- [GIVEN TEXT]:

PAINT: Partial-Solution Adaptive Interpolated Training for Self-Distilled Reasoners

arXiv cs.LG / 4/30/2026

📰 NewsModels & Research

Key Points

  • The paper introduces PAINT (Partial-solution Adaptive Interpolated Training) to improve LLM reasoning by supplying training supervision that matches the model’s own test-time reasoning states and token-level signals.
  • PAINT reframes privileged on-policy self-distillation as contextual re-scoring, focusing on how much verified solution context to reveal and how that context’s distribution shapes student behavior.
  • It masks verified solutions based on rollout-reference overlap and performs energy-space interpolation at selected token positions where entropy mismatches occur.
  • Experiments on competition-level math benchmarks show PAINT improves over a strong on-policy self-distillation baseline across three Qwen3 model scales.
  • For Qwen3-8B, PAINT increases Macro Avg@12 by 2.1 points versus the prior baseline and by 2.9 points versus GRPO.

- [DATASET]:
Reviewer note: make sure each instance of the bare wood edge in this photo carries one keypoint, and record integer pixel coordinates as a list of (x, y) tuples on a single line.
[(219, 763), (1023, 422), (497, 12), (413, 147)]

==

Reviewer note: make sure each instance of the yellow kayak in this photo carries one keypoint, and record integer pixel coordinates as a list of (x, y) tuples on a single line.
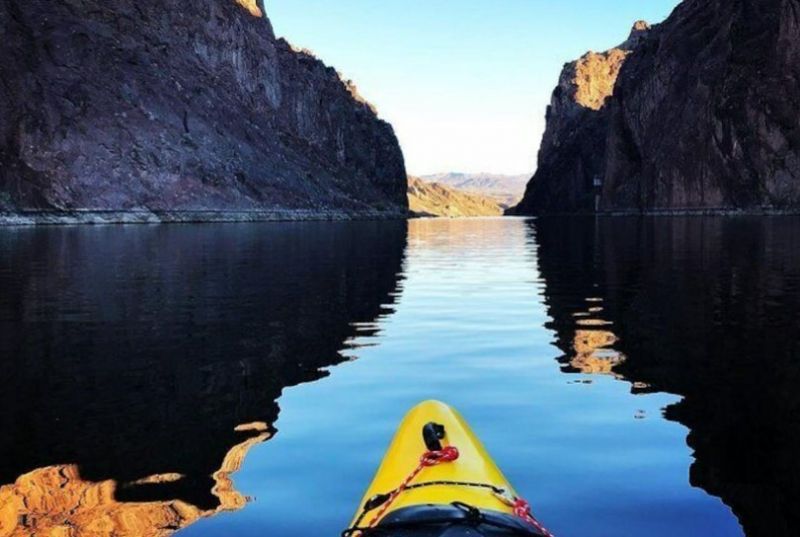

- [WORK INSTRUCTIONS]:
**a.** In the summary of the PAINT paper, by how many points does PAINT raise Macro Avg@12 for Qwen3-8B compared with GRPO?
**b.** Pick up the summary of the PAINT paper after its final key point and continue it.

- [ANSWERS TO THE TASKS]:
**a.** 2.9 points

**b.**
Abstract

Improving large language model (LLM) reasoning requires supervision that is both aligned with the model's own test-time states and informative at the token level. Reinforcement learning with verifiable rewards provides on-policy exploration but offers sparse, high-variance credit; supervised fine-tuning and distillation provide dense targets but often train on fixed trajectories or rely on stronger teachers. Recent privileged on-policy self-distillation explores a middle ground by scoring student rollouts with the same model under verified solution context. We revisit this setting through a contextual re-scoring lens: for reasoning, the important choices are not only whether privileged context is available, but how much of it should be revealed and where its distribution should shape the student. We propose PAINT (Partial-solution Adaptive INterpolated Training), which masks the verified solution according to rollout-reference overlap and applies a small energy-space interpolation on a sparse set of entropy-mismatch token positions. Across competition-level math benchmarks, PAINT consistently improves over a strong prior on-policy self-distillation baseline at all three Qwen3 scales. On Qwen3-8B, it raises macro Avg@12 by 2.1 points over this prior baseline and 2.9 points over GRPO.